## THE REQUEST:
Quote precisely the final stretch of the listing: start at the line containing "written as (203,100)." and stop after the last line.

## STORED RECORDS:
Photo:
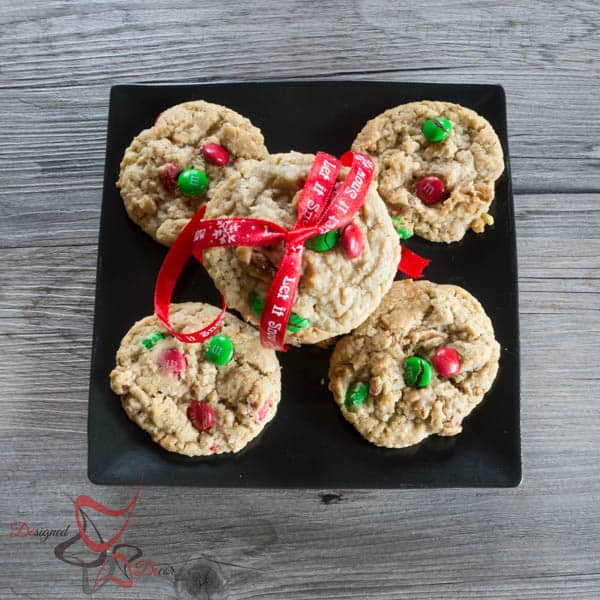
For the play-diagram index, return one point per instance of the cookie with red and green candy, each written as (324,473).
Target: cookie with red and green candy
(169,170)
(197,399)
(417,367)
(345,272)
(437,164)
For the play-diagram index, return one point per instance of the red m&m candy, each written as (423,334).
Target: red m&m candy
(352,241)
(446,361)
(200,414)
(215,154)
(172,362)
(430,190)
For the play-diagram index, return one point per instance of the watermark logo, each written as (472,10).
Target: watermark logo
(102,559)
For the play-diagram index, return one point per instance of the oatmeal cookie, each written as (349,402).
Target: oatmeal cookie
(337,291)
(462,167)
(197,399)
(418,366)
(193,135)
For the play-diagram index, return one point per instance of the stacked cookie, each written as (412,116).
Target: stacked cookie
(416,358)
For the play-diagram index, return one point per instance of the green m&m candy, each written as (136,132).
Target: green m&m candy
(417,371)
(437,130)
(219,350)
(192,182)
(356,395)
(402,227)
(323,241)
(295,323)
(152,340)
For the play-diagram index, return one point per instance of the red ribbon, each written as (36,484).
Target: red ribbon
(319,211)
(412,264)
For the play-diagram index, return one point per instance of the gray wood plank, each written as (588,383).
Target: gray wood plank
(540,541)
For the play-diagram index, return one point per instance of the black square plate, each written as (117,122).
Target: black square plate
(308,444)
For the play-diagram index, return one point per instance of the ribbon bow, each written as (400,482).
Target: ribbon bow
(321,208)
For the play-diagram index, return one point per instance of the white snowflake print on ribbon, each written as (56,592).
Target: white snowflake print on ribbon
(225,232)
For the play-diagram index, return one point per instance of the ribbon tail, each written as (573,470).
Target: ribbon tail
(280,298)
(176,259)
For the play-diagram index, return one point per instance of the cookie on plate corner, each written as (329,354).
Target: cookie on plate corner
(345,274)
(418,366)
(197,399)
(437,165)
(169,170)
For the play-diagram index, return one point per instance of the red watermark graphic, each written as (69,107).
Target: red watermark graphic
(102,559)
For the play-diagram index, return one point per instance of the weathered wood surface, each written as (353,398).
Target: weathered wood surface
(542,540)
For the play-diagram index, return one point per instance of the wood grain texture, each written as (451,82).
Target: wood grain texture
(540,541)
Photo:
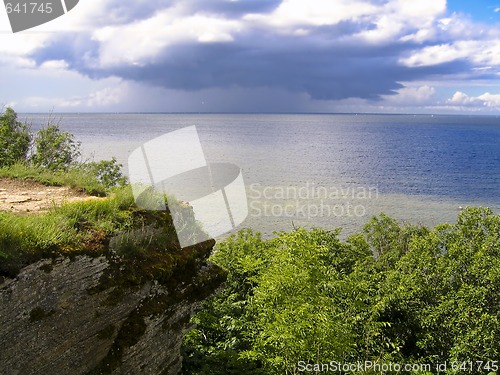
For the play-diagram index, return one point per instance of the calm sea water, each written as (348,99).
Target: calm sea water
(326,170)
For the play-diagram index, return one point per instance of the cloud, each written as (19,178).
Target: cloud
(485,100)
(374,50)
(411,96)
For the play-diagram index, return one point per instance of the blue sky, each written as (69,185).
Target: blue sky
(395,56)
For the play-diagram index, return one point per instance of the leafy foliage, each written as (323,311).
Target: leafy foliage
(15,138)
(395,293)
(51,156)
(55,149)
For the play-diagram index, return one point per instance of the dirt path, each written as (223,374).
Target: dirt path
(30,196)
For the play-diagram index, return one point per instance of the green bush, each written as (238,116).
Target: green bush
(51,157)
(392,294)
(15,138)
(55,149)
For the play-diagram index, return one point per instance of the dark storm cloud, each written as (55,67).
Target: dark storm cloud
(322,64)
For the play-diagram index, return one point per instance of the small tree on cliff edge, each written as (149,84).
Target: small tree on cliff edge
(15,138)
(55,149)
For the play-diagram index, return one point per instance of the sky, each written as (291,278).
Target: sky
(348,56)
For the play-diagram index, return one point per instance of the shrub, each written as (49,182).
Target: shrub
(55,149)
(15,138)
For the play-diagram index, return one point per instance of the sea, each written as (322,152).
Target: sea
(323,170)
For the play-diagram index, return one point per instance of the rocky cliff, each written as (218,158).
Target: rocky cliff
(111,308)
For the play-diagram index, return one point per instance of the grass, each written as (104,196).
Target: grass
(76,177)
(72,227)
(145,241)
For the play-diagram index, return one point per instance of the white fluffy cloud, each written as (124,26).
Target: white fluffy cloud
(372,53)
(482,52)
(487,99)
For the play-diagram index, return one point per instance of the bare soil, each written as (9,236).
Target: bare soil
(32,197)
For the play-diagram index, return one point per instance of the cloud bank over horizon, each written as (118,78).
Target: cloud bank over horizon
(255,55)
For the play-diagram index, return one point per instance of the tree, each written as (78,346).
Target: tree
(55,149)
(15,138)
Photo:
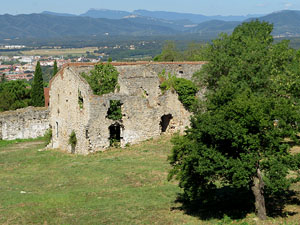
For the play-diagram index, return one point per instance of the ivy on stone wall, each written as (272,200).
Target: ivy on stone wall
(185,89)
(103,79)
(114,112)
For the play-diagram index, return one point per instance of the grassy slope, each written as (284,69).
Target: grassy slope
(127,186)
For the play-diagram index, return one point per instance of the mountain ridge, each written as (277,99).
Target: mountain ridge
(61,25)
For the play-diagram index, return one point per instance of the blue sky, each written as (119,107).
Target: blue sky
(206,7)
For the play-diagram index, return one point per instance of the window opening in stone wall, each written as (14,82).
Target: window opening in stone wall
(56,129)
(115,135)
(115,112)
(165,121)
(80,100)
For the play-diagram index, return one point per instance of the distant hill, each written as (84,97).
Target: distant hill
(214,27)
(51,26)
(196,18)
(286,22)
(106,13)
(60,25)
(57,14)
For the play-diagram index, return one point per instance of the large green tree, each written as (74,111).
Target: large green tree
(14,95)
(37,93)
(169,53)
(241,136)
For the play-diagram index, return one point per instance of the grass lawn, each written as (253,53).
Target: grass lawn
(119,186)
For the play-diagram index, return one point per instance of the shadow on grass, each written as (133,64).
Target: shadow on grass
(235,203)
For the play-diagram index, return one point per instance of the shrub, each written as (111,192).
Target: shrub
(185,89)
(114,112)
(103,79)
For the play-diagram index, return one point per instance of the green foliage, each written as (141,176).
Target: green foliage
(73,139)
(80,100)
(55,69)
(14,95)
(194,52)
(114,112)
(2,78)
(185,89)
(37,93)
(114,143)
(169,53)
(48,136)
(103,79)
(252,106)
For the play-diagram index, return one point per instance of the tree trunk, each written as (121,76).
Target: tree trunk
(258,190)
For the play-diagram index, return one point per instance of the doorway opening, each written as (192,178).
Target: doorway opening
(165,121)
(115,135)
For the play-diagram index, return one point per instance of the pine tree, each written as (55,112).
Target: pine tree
(37,94)
(55,69)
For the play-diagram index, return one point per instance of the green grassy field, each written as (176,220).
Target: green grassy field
(119,186)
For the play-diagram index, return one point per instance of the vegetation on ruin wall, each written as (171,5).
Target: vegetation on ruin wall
(37,92)
(240,139)
(115,111)
(193,52)
(103,79)
(185,89)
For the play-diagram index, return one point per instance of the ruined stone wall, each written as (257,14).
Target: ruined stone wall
(143,106)
(65,112)
(24,123)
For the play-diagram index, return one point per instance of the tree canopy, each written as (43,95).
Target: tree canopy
(14,95)
(241,136)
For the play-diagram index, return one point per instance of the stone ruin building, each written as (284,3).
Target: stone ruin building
(146,112)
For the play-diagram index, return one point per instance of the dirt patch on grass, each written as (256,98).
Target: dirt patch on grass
(22,146)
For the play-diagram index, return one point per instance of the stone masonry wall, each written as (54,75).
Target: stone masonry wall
(24,123)
(143,105)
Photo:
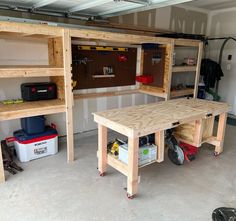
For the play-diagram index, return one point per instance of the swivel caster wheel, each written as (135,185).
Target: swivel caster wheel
(129,196)
(102,174)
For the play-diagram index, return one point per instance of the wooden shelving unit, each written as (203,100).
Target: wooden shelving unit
(30,71)
(28,109)
(184,68)
(58,69)
(187,43)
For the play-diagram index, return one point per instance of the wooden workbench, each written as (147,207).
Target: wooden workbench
(137,121)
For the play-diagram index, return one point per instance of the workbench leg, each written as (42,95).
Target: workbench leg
(102,149)
(221,133)
(197,138)
(133,153)
(2,174)
(160,142)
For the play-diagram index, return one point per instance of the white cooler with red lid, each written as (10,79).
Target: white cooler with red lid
(30,147)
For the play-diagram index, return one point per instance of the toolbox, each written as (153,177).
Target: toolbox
(30,147)
(33,125)
(145,79)
(38,91)
(147,154)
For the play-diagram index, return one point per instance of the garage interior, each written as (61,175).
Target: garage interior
(132,70)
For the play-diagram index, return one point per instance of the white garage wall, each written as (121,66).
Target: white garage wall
(222,24)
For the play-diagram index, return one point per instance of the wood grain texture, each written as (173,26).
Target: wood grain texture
(69,101)
(133,155)
(2,174)
(114,162)
(30,71)
(55,58)
(160,142)
(184,68)
(168,69)
(102,148)
(221,132)
(145,119)
(199,61)
(28,109)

## EXERCISE OUTPUT:
For the play-diagram index, return one point per instance of the wooden shelving unit, each written as (203,100).
Target: wooden shelving unit
(30,71)
(28,109)
(184,68)
(58,69)
(187,43)
For the play-diagram index, return one point per instance of the wooden workbench, each written as (147,207).
Target: wooden workbench
(137,121)
For the play-diagram index, return one point per instance of the workbench leg, each written as (42,95).
Target: workbench leg
(102,149)
(221,133)
(197,138)
(133,153)
(2,174)
(160,142)
For the play-diagram index, return one point per instance of the white cooler with red lid, each written as (10,79).
Target: white cooler with red lid
(30,147)
For the play-diagram index, return one point per instance of the toolbox, each written as (153,177).
Target: toolbox
(30,147)
(33,125)
(145,79)
(38,91)
(147,154)
For the play-diagram index, return one point per instance of the garage interior, each written as (61,175).
Target: garage interior
(132,70)
For the play-diagram index, return one point per instance of the white garage wall, each written as (121,66).
Target: white garage wall
(222,24)
For the play-diagram index, return one point per instance of the wood grain texture, each written as (173,26).
Target: wood grain texture
(69,101)
(133,155)
(2,174)
(114,162)
(30,71)
(55,58)
(160,142)
(184,68)
(168,69)
(102,148)
(221,132)
(145,119)
(199,61)
(28,109)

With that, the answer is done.